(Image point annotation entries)
────────────────────

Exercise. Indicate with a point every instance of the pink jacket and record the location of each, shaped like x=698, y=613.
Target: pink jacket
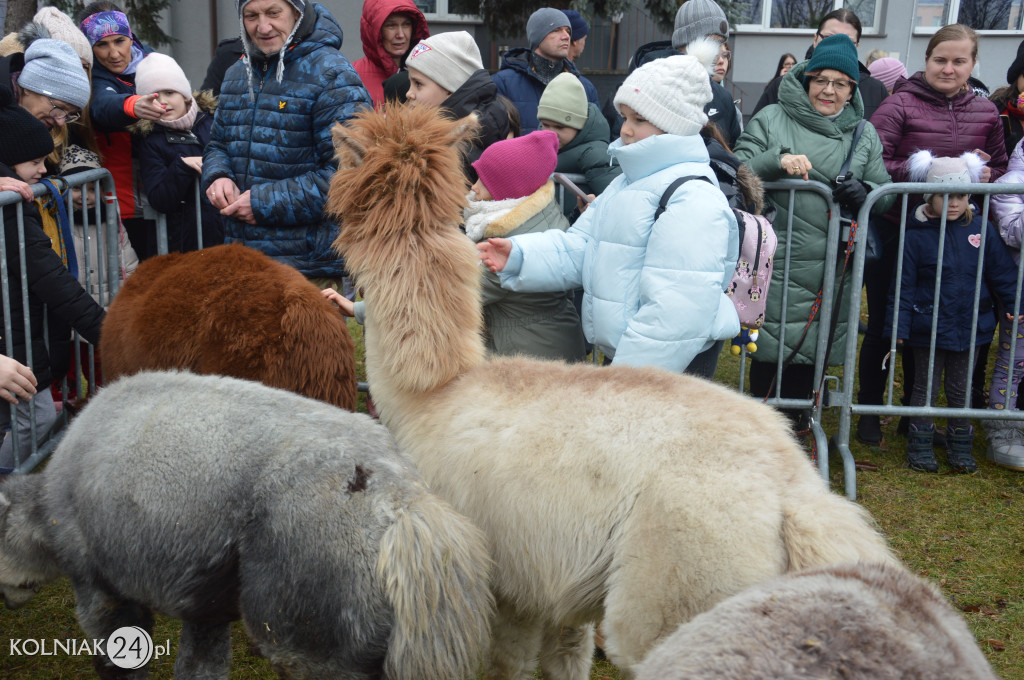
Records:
x=377, y=66
x=1008, y=209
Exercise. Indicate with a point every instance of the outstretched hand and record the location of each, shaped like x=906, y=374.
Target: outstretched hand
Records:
x=495, y=253
x=347, y=306
x=16, y=380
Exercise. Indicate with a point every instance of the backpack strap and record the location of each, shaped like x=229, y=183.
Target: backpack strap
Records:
x=664, y=203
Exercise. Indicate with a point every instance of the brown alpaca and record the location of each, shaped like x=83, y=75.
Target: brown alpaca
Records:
x=633, y=495
x=230, y=310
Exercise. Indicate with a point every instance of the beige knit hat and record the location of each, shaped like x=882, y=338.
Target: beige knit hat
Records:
x=446, y=58
x=564, y=101
x=672, y=92
x=62, y=28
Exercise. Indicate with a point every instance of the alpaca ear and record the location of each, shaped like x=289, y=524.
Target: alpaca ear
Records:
x=348, y=152
x=465, y=130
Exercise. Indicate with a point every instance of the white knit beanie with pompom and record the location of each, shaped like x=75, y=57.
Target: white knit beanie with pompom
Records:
x=672, y=92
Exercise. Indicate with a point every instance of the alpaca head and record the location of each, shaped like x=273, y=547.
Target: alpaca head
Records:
x=399, y=171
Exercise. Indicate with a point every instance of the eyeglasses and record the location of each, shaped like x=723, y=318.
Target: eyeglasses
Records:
x=838, y=85
x=58, y=114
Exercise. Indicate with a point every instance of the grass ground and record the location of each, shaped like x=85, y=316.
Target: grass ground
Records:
x=964, y=533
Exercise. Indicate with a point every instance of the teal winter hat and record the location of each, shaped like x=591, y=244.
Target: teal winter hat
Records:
x=838, y=52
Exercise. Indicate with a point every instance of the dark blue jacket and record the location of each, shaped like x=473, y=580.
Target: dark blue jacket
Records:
x=960, y=267
x=518, y=82
x=170, y=184
x=275, y=142
x=51, y=288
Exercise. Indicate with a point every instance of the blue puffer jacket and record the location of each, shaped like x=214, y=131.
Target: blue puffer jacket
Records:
x=960, y=267
x=518, y=82
x=275, y=143
x=653, y=291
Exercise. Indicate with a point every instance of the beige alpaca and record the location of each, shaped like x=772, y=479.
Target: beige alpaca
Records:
x=631, y=494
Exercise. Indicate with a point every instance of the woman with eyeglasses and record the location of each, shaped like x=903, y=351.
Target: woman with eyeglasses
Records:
x=938, y=110
x=115, y=105
x=808, y=135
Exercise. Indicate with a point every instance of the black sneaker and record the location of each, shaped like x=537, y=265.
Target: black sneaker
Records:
x=869, y=430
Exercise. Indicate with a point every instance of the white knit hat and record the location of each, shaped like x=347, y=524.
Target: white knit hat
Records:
x=60, y=27
x=965, y=169
x=672, y=92
x=446, y=58
x=159, y=72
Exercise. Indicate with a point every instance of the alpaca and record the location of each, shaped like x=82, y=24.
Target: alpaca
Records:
x=633, y=495
x=857, y=622
x=210, y=499
x=230, y=310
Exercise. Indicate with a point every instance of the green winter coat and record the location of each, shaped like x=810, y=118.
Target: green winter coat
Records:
x=793, y=126
x=588, y=155
x=539, y=325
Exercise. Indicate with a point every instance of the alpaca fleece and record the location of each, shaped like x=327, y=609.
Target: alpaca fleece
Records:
x=230, y=310
x=634, y=496
x=211, y=499
x=856, y=622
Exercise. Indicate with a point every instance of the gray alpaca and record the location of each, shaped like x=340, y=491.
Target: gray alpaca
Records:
x=856, y=622
x=211, y=499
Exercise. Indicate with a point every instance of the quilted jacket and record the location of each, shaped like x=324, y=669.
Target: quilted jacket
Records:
x=653, y=290
x=274, y=140
x=794, y=126
x=960, y=268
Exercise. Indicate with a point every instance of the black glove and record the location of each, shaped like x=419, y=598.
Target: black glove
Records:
x=851, y=194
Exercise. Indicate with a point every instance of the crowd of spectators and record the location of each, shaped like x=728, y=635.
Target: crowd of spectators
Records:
x=257, y=137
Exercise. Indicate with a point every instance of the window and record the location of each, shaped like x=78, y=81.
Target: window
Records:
x=979, y=14
x=766, y=14
x=437, y=8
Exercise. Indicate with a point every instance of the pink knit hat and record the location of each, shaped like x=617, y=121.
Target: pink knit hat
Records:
x=514, y=168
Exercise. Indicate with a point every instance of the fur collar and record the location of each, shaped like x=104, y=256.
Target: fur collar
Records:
x=489, y=219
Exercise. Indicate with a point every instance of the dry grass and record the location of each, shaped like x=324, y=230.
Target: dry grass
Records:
x=964, y=533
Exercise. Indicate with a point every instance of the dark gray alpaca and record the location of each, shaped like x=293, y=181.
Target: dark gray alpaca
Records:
x=210, y=499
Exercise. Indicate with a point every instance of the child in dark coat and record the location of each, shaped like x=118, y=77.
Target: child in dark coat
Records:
x=956, y=298
x=583, y=135
x=170, y=153
x=53, y=295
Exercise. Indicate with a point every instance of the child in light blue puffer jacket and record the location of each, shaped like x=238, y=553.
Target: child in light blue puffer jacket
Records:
x=653, y=290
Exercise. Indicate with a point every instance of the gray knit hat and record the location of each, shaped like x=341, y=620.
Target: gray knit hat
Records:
x=52, y=68
x=446, y=58
x=543, y=22
x=697, y=18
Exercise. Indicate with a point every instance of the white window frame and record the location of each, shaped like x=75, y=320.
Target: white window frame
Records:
x=951, y=18
x=442, y=14
x=872, y=28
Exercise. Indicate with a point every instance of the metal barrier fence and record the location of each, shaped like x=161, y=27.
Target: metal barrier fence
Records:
x=843, y=398
x=98, y=261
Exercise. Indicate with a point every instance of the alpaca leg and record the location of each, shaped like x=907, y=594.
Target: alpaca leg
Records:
x=99, y=614
x=514, y=644
x=204, y=651
x=567, y=652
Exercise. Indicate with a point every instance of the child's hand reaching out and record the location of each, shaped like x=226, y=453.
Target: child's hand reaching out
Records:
x=347, y=306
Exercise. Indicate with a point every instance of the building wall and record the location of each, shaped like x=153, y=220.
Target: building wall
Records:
x=608, y=46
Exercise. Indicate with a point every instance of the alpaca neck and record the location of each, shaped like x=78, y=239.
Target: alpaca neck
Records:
x=424, y=314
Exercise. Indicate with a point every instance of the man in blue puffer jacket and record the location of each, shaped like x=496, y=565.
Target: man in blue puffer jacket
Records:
x=270, y=157
x=525, y=72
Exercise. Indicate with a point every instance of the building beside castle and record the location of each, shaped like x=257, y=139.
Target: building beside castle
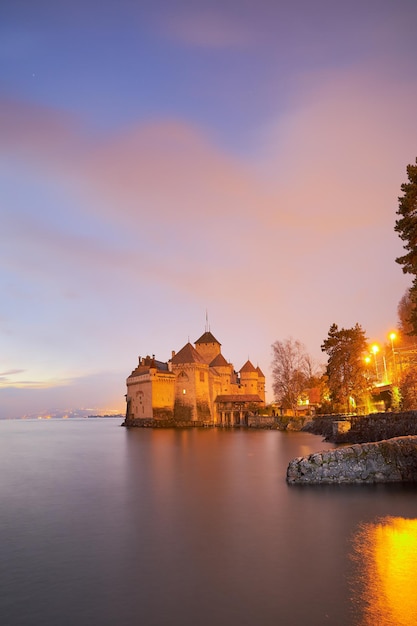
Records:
x=197, y=384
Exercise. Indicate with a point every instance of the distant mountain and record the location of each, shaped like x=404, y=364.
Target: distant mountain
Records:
x=71, y=414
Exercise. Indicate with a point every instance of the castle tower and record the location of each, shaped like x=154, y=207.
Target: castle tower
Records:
x=192, y=394
x=249, y=378
x=208, y=347
x=261, y=384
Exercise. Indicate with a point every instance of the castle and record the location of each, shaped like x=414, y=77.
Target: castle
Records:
x=197, y=384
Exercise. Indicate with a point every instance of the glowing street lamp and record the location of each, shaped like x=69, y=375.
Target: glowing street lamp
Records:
x=393, y=337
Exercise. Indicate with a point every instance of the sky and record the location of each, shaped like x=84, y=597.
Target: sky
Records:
x=163, y=163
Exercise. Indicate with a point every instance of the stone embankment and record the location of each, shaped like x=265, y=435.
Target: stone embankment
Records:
x=164, y=423
x=394, y=460
x=363, y=428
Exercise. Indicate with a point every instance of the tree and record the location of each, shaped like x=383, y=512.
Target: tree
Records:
x=408, y=390
x=406, y=227
x=346, y=370
x=291, y=371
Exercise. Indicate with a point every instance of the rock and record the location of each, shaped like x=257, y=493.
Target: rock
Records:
x=392, y=460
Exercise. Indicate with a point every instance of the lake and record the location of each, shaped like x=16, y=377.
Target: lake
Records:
x=108, y=526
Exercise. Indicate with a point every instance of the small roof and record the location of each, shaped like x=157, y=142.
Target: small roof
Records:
x=248, y=367
x=236, y=397
x=219, y=361
x=187, y=354
x=207, y=337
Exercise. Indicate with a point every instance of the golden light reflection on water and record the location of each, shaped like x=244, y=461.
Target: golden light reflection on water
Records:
x=385, y=554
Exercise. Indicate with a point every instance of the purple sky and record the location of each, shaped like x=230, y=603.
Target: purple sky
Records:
x=161, y=159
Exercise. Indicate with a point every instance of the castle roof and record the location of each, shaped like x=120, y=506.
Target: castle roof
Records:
x=146, y=364
x=218, y=361
x=207, y=337
x=248, y=367
x=187, y=354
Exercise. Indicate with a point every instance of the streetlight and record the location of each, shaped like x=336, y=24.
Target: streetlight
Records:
x=375, y=350
x=393, y=337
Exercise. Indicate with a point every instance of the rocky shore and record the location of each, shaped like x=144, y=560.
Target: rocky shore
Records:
x=393, y=460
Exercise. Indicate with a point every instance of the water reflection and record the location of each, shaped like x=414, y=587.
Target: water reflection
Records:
x=385, y=554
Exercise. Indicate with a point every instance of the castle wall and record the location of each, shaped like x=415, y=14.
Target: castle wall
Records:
x=192, y=398
x=139, y=397
x=163, y=395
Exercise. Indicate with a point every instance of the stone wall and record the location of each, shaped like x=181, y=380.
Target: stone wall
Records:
x=394, y=460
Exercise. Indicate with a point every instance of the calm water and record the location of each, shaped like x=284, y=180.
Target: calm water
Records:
x=104, y=526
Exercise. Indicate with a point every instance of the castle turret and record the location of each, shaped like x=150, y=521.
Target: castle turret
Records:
x=208, y=347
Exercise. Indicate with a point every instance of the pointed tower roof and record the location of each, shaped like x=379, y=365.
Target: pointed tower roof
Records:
x=248, y=367
x=218, y=361
x=187, y=354
x=207, y=337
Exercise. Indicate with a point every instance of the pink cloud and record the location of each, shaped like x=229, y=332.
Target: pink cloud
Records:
x=208, y=29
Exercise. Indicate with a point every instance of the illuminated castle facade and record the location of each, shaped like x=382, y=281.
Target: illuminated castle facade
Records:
x=197, y=384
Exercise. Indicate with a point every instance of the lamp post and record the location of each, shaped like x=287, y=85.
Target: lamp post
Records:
x=375, y=350
x=393, y=337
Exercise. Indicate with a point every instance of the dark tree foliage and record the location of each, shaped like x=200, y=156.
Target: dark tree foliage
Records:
x=408, y=391
x=346, y=370
x=406, y=227
x=291, y=370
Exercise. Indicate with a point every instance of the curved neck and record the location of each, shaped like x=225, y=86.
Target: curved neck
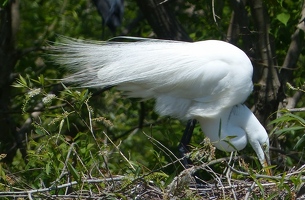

────────────────────

◆ **EXERCISE OBJECTIVE**: Copy the entries above word for word, from the line with "Exercise. Indicate with a point every instance of the distant" to the line with "x=161, y=159", including both of those lines.

◆ **FINAL RESULT**:
Exercise. Indicate with a point every instance of the distant mountain and record the location of each, shaped like x=404, y=364.
Target: distant mountain
Records:
x=71, y=414
Exercise. Indicate with a point every instance of the castle tower and record the location of each, shaped like x=154, y=207.
Target: castle tower
Records:
x=192, y=394
x=249, y=378
x=208, y=347
x=261, y=384
Exercise. Indicate with a point every instance of the castle and record the location of each, shaped like x=414, y=77.
Target: castle
Records:
x=197, y=384
Exercise. Indicate with a point every instance of the glowing street lamp and record the location of each, shaped like x=69, y=375.
Target: glowing street lamp
Records:
x=393, y=337
Exercise. Indicate with a point every instance of the sky and record the location of each, shaped like x=84, y=597.
Target: sky
Records:
x=163, y=163
Exercise. Indicate with a point every instance of the stone embankment and record the location of each, shaped like x=265, y=435.
Target: stone embankment
Records:
x=164, y=423
x=394, y=460
x=363, y=428
Exercise. Indicate with a point every instance of the tree and record the location of each, shaped like x=383, y=512.
Target: tree
Records:
x=408, y=390
x=406, y=227
x=346, y=370
x=291, y=371
Exercise. Indicate with a point every instance of the rock and record the location of each, shaped like x=257, y=493.
Target: rock
Records:
x=392, y=460
Exercise. Indicate with a point every instance of the lake and record the location of each, shaped like x=16, y=377.
Target: lake
Records:
x=108, y=526
Exercise. Indicate with a point every instance of the small roof and record the location of each, shaped like x=157, y=142.
Target: small roof
Records:
x=248, y=367
x=236, y=397
x=219, y=361
x=187, y=354
x=207, y=337
Exercise. Indicate with a point every instance of the golden light reflection on water and record the location of each, shaped like x=244, y=461.
Target: golden light reflection on water
Records:
x=385, y=554
Exercise. Indicate with a point every instance of the purple sky and record the location of each, shaped like x=230, y=603.
Target: purple sky
Records:
x=161, y=159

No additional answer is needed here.